··· Given text ···

I looked at my weight graph and noticed that the most weight I lost recently was during the month of November, when I tried the Slow Carb Diet. So I jumped in again.   Here is the graph for the last 30 days.  Consistent success!

I am writing about this because I want to inspire middle-aged women like myself who were ready to give up out of frustration. There is so much conflicting dietary advice available that I felt paralysed. I think the biggest change I made in my diet was limiting fruit to once a week.  (however, as indicated in the book, when I weight-train at the gym for 90 minutes, I will sometimes have a fresh fruit smoothie immediately after the workout).  Maybe I am intolerant of fructose.  Anyway, I decided I could not fail so long as I don’t give up.  I want to share my journey to my goal weight. This is my year. And it can be yours too.

Here are the four rules set out in the book.  This week I am taking it up a notch into higher compliance, letting go of my morning latte.  I want to kick the last four or five  kilos to the curb NOW!

···

- What you need to do
**a)** In the Slow Carb Diet post, how often does the writer limit fruit?
**b)** Say whether each statement agrees with the Slow Carb Diet post, answering yes or no and quoting the words that decide it: (i) The writer's biggest recent weight loss came in November, on the Slow Carb Diet. (ii) The writer never has fruit after a workout at the gym. (iii) This week the writer is giving up a morning latte.
**c)** Proceed with the Slow Carb Diet post from the point where it stops.
The records that come next are separate material, unrelated to the Slow Carb Diet post.

··· Excerpted data ···

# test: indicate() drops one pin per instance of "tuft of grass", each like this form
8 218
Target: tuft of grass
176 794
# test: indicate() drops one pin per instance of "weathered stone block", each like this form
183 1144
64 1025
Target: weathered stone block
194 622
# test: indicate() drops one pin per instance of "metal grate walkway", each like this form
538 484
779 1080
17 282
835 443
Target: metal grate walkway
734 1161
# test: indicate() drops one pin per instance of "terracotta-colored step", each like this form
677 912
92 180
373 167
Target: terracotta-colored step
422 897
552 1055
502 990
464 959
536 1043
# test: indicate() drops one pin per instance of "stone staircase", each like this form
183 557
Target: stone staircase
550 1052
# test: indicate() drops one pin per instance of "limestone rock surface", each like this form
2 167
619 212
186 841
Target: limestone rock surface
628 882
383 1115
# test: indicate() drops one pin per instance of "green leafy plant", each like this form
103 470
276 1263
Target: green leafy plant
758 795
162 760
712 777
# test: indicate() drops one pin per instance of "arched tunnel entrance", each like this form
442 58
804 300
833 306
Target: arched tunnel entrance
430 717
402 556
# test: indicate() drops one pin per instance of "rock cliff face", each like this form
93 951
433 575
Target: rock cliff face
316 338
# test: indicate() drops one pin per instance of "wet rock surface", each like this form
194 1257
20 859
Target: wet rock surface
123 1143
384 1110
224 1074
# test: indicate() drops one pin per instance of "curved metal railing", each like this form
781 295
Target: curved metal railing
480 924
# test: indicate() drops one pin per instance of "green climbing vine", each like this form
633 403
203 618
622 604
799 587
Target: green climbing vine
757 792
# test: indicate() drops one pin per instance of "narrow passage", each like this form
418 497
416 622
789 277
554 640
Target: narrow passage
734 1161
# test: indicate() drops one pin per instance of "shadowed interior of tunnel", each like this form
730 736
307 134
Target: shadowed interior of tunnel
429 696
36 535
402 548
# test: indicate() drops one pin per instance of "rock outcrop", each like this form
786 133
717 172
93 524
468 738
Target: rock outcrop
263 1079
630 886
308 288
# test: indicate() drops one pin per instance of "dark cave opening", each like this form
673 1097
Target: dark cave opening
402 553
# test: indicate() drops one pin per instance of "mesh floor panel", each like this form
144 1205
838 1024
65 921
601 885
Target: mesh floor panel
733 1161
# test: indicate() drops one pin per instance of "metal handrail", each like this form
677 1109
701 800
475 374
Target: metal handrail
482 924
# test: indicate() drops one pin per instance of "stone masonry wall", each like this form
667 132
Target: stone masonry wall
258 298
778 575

···
··· Excerpted data ···

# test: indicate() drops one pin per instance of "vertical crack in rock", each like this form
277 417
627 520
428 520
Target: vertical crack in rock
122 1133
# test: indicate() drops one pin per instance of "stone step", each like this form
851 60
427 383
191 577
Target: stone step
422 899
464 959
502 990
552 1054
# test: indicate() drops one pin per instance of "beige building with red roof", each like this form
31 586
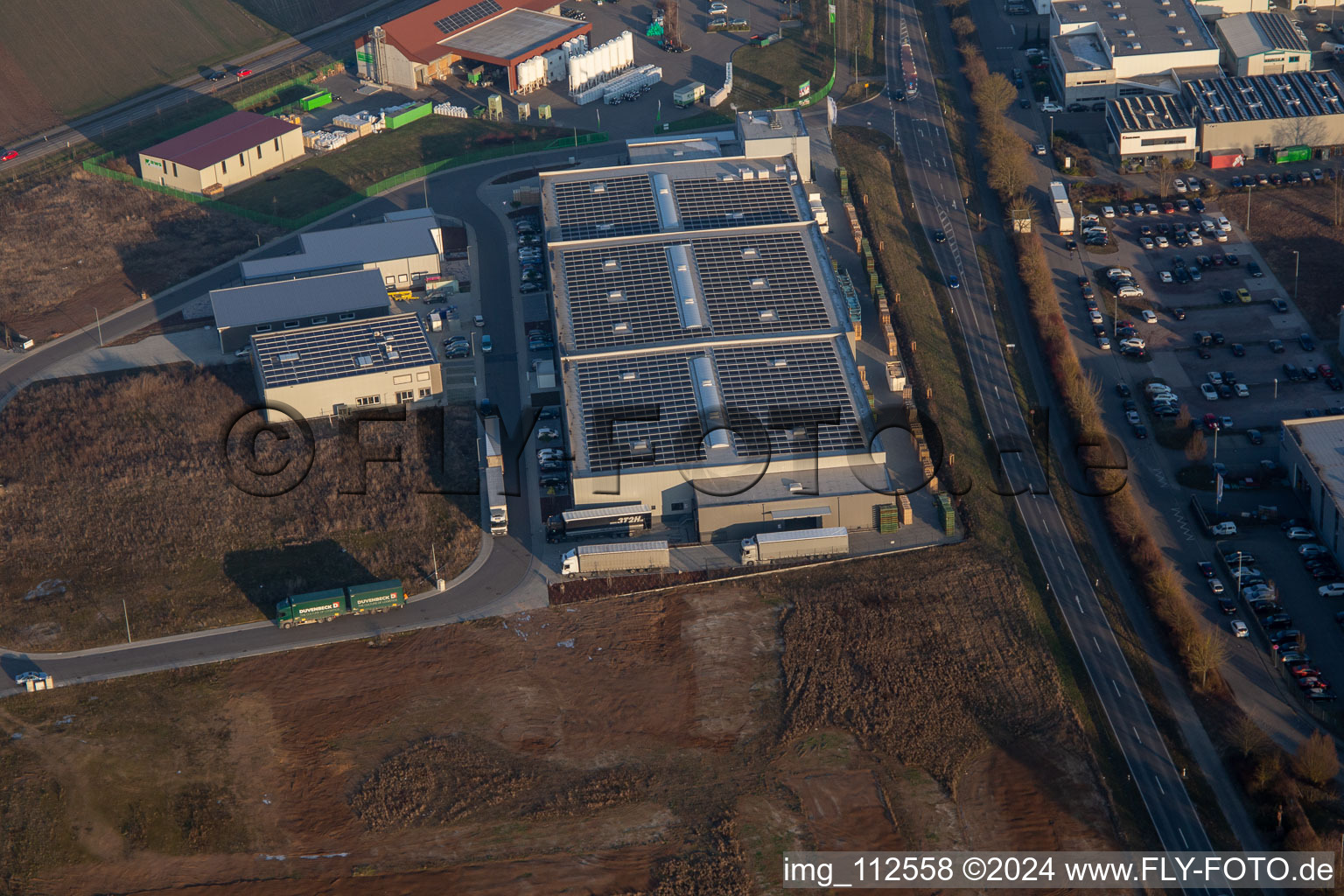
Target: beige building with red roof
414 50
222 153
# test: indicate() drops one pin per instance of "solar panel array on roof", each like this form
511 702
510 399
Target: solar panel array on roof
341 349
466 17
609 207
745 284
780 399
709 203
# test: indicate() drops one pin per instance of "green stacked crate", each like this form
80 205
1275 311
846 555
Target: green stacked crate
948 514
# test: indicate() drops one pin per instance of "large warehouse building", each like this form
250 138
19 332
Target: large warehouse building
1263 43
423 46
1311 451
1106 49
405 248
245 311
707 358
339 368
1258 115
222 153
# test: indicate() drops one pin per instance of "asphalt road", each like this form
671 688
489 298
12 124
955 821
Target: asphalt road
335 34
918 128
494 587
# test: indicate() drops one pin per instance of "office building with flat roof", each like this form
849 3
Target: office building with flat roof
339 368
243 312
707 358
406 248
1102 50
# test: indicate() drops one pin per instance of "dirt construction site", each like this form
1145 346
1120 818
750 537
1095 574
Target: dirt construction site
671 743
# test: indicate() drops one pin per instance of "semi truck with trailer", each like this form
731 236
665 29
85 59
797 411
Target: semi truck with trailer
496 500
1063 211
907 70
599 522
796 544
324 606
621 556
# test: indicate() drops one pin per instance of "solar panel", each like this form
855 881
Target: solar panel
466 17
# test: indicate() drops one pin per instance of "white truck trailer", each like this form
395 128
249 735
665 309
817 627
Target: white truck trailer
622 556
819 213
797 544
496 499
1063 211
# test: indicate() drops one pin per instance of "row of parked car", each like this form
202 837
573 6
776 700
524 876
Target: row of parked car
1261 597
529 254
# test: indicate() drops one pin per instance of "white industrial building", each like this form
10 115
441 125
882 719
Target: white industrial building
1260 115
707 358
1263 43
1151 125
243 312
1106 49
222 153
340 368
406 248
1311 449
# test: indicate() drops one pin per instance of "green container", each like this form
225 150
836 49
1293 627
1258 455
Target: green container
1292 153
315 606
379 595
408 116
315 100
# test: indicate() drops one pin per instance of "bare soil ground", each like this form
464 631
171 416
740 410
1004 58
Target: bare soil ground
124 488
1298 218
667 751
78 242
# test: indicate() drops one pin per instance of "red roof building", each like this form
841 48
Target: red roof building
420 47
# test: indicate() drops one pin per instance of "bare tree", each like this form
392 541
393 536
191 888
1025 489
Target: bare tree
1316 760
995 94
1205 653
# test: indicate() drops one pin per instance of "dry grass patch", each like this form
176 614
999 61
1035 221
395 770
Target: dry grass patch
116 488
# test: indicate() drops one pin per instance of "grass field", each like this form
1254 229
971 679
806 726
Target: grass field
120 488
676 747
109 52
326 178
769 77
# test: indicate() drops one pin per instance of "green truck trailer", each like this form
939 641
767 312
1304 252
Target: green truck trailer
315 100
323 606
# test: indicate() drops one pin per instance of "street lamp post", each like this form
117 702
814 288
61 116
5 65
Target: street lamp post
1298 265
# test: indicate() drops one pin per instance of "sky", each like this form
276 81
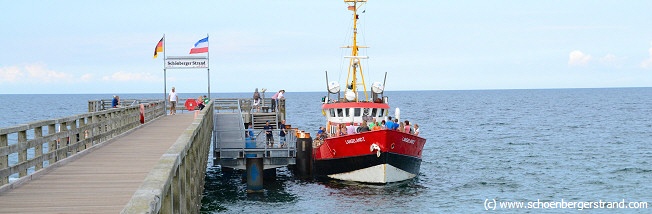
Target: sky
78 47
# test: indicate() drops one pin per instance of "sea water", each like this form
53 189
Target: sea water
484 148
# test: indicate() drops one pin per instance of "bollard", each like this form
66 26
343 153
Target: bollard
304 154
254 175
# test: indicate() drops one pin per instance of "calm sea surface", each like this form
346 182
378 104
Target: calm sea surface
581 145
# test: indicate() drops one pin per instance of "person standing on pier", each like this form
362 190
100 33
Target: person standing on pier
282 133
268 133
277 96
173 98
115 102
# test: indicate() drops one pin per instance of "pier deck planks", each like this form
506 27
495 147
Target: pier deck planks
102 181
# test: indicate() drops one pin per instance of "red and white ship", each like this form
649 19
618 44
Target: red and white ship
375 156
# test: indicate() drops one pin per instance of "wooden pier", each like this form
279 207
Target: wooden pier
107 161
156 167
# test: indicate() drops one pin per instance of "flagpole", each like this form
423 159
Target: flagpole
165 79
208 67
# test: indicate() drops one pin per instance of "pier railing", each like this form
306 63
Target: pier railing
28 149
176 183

···
··· Excerpted data ···

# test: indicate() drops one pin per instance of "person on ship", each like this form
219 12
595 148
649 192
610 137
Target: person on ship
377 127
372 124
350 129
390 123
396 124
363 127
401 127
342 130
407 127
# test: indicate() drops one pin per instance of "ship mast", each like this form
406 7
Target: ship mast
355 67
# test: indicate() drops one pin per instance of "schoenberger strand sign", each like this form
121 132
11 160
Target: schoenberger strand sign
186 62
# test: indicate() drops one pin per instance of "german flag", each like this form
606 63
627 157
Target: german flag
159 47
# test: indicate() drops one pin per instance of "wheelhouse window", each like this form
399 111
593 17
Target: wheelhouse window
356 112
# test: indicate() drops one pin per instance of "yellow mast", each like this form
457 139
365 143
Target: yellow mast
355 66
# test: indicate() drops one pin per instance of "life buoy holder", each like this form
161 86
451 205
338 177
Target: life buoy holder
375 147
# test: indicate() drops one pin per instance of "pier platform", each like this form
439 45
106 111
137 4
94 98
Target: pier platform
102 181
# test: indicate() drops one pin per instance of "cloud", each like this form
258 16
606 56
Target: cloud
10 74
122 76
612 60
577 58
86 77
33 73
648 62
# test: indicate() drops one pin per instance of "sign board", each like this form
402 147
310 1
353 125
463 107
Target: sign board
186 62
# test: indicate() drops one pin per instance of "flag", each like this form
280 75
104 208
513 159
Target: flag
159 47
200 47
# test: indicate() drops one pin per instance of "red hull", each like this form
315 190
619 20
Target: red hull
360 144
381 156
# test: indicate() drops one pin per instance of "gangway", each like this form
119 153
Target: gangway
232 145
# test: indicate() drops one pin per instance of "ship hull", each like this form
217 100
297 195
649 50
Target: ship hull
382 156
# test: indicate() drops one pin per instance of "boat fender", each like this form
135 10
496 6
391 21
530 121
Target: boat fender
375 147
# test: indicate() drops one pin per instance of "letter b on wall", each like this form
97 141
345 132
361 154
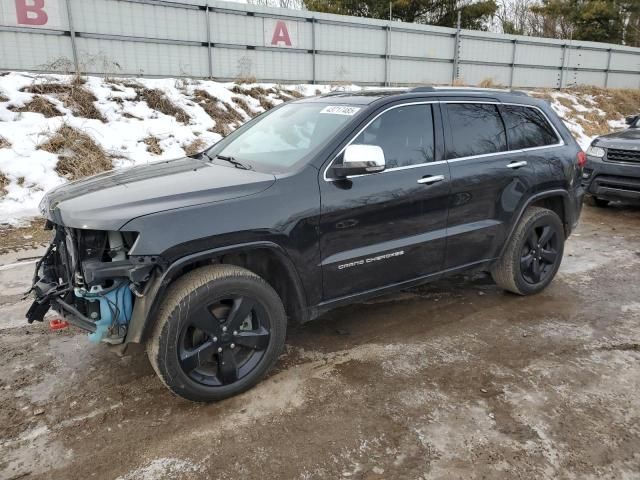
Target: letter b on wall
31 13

···

- Answers given
**a)** Once a week.

**b)**
(i) Yes: "the most weight I lost recently was during the month of November, when I tried the Slow Carb Diet."
(ii) No: "I will sometimes have a fresh fruit smoothie immediately after the workout"
(iii) Yes: "letting go of my morning latte."

**c)**
Rule #1: Avoid “white” carbohydrates

Avoid any carbohydrate that is — or can be — white. The following foods are thus prohibited, except for within 1.5 hours of finishing a resistance-training workout of at least 20 minutes in length: bread, rice, cereal, potatoes, pasta, and fried food with breading. If you avoid eating anything white, you’ll be safe

Rule #2: Eat the same few meals over and over again

The most successful dieters, regardless of whether their goal is muscle gain or fat loss, eat the same few meals over and over again. Mix and match, constructing each meal with one from each of the three following groups:

Proteins:
Egg whites with one whole egg for flavor
Chicken breast or thigh
Grass-fed organic beef
Pork

Legumes: Lentils & beans (black, white, pinto)

Vegetables:
Spinach
Asparagus

Mixed vegetables (non-starchy)

Cauliflower

Eat as much as you like of the above food items. Just remember: keep it simple. Pick three or four meals and repeat them. Almost all restaurants can give you a salad or vegetables in place of french fries or potatoes. Surprisingly, I have found Mexican food, swapping out rice for vegetables, to be one of the cuisines most conducive to the “slow carb” diet.

Most people who go on “low” carbohydrate diets complain of low energy and quit, not because such diets can’t work, but because they consume insufficient calories. A 1/2 cup of rice is 300 calories, whereas a 1/2 cup of spinach is 15 calories! Vegetables are not calorically dense, so it is critical that you add legumes for caloric load.

Some athletes eat 6-8x per day to break up caloric load and avoid fat gain. I think this is ridiculously inconvenient. I eat 4x per day (Tim’s timetable is x-ed out – I work a day job):

7:30 10am – breakfast
noon 1pm – lunch
3pm  5pm – smaller second lunch
6:30 – 8 7:30-9pm – sports training (again, Tim’s schedule, not mine)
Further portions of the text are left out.